* [TASK GOAL] Transcribe the following material line for line, reproducing every character without alteration.

* [DATA RECORDS]
╭──
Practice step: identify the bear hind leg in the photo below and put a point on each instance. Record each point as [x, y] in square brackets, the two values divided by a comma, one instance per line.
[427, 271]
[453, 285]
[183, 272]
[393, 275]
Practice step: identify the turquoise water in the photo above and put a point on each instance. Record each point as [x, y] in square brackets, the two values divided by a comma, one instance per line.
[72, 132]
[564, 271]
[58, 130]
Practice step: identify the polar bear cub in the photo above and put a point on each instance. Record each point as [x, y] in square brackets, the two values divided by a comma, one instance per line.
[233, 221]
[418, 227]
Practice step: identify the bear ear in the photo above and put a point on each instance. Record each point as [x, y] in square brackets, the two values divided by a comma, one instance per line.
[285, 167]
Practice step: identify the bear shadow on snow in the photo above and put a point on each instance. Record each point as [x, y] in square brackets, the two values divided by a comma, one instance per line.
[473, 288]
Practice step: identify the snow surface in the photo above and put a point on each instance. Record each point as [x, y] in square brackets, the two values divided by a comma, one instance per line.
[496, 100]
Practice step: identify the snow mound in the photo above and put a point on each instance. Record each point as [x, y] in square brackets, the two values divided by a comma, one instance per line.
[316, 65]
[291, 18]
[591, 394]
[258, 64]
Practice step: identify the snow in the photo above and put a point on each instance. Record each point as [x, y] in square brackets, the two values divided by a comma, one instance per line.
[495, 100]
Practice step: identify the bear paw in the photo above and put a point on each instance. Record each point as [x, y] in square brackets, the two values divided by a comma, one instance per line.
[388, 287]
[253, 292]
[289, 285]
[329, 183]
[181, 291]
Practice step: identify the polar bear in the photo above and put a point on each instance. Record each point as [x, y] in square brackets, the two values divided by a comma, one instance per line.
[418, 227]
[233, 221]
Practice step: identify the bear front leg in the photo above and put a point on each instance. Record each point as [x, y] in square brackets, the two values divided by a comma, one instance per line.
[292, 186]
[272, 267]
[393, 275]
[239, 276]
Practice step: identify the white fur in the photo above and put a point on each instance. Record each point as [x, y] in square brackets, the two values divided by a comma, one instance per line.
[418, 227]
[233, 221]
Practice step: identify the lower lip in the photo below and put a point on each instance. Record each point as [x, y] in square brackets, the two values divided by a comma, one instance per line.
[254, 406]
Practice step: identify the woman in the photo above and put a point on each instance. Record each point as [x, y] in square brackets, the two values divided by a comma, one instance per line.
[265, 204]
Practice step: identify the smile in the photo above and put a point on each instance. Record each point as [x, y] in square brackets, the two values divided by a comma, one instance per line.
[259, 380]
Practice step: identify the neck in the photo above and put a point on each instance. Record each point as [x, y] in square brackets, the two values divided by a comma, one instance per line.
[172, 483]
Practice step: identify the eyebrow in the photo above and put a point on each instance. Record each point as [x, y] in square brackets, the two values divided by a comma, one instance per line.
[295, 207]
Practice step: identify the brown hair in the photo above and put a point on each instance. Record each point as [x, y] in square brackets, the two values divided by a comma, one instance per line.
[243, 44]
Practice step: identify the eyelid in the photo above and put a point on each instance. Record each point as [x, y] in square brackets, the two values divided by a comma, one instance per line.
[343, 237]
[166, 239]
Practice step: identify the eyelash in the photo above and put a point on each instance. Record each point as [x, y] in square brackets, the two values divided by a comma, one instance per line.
╰──
* [TASK SOLUTION]
Practice step: identify the bear hind leg in the photo below and put a point on each instance. Record each point as [x, y] in square brackets, the two values divided by a comma, one instance per line.
[427, 271]
[453, 285]
[183, 272]
[393, 275]
Practice step: identify the turquoise water in the photo above and put a point on each instance. Record each point as [x, y] in square brackets, the two values divided by a comma, one instance per line.
[72, 132]
[564, 271]
[58, 130]
Practice step: identify the polar bear cub in the photo above and put a point on each instance. Record each point as [x, y] in square brackets, the two values divided by a comma, one instance per line.
[233, 221]
[418, 227]
Practice step: identify the bear ear in the photo above and put a point on each instance. Record each point as [x, y] in square brackets, the two values divided by a comma, one instance per line.
[285, 167]
Practice step: identify the bear shadow on snow in the photo above and put a point on each instance. Record each point as [x, y] in square brackets, the two values divided by a comma, one instance per line.
[473, 288]
Practice step: identify the snow surface in the photo above and put a point on each instance. Record each point as [x, y] in square brackets, the two values divided by a comma, one instance per line.
[496, 100]
Practice step: identify the snow mound in the photo above and put a point on each instance. Record each point as [x, y] in square brackets, the two values divided by a comma, one instance per line.
[316, 65]
[291, 18]
[591, 394]
[258, 64]
Practice step: identify the snow in the photo above and put a point on each instance. Record each point as [x, y] in square brackets, the two values divided by a comma, one instance per line.
[495, 100]
Practice step: identify the bear paw in the photo above and put a point on each instance. Record each point as [x, y] in square brackets, the two values divided by a comma, one instance per line.
[388, 287]
[253, 292]
[289, 285]
[329, 183]
[181, 291]
Practice step: identify the polar bear in the photo above and put a point on each instance. Record each point as [x, y] in square brackets, the two values divided by a comma, one instance per line.
[418, 227]
[233, 221]
Practice step: identify the bear front leg in the photo above and put a point on each instance. Record each point as [x, y] in square brackets, the two values divided by a comma, one instance per line.
[292, 186]
[272, 267]
[393, 275]
[239, 276]
Practice step: identify the white fur in the photo above and put a point on each instance. Record each point as [x, y] in square brackets, the two values divided by a comma, one instance per line.
[418, 227]
[233, 221]
Practice step: identify the lower lip in the photo below and put a point on each instance. Record each point as [x, y] in square brackets, the two values divided by a comma, one instance per line.
[254, 406]
Practice step: identify the woman in the photo above and put a point on each instance. Record each point as [x, y] in square brackets, the two values divided by a comma, one instance per line.
[265, 204]
Practice step: identify the smile in the photo above and put a point on each instance. Record each point as [x, y] in square brackets, the two values divided by a comma, one instance per line.
[259, 380]
Practice step: identify the neck in the photo above and put a point on each instance. Record each point as [x, y] in square brackets, the two values divided by a comma, one instance per line.
[172, 483]
Practice step: identify the eyebrow in the photo above and put a point on each instance. Record each point as [x, y] in square brackets, the two values divided by a comma, one instance per line.
[295, 207]
Practice step: identify the brown hair in the photo above and put a point on each instance. Record each point as [x, y] in square brackets, the two values divided by a comma, one instance per line.
[243, 44]
Practice step: identify the eyelid in the photo above and put a point on each instance. Record each point as [x, y] in square brackets, the two values divided by a comma, one instance per line.
[343, 237]
[166, 239]
Practice step: identify the eyelash in the photo above and put a point on each instance. Record each point as [x, y] in square brackets, the two values divided by a comma, one instance per line.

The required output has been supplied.